§ **Requirement**:
Find and copy the lines in the records beneath this task that contain the word "like".

§ **Dataset records**:
::::::
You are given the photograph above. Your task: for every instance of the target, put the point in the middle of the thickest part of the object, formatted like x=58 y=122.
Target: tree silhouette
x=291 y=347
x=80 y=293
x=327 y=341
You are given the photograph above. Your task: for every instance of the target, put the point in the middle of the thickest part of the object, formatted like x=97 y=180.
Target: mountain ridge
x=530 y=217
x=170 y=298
::::::
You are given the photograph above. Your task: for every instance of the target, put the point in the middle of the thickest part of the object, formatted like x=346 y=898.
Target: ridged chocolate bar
::::::
§ **Expected answer**:
You are given the photograph above. Your task: for every instance of the target, put the point in the middle of the thickest part of the object, formatted like x=58 y=122.
You are given the photograph above. Your task: for every instance of the target, put the point in the middle of the thickest part of the object, formatted like x=97 y=180.
You are given the photograph above. Your task: for every instance of the target, put the point in the middle of the thickest part of the object, formatted like x=346 y=898.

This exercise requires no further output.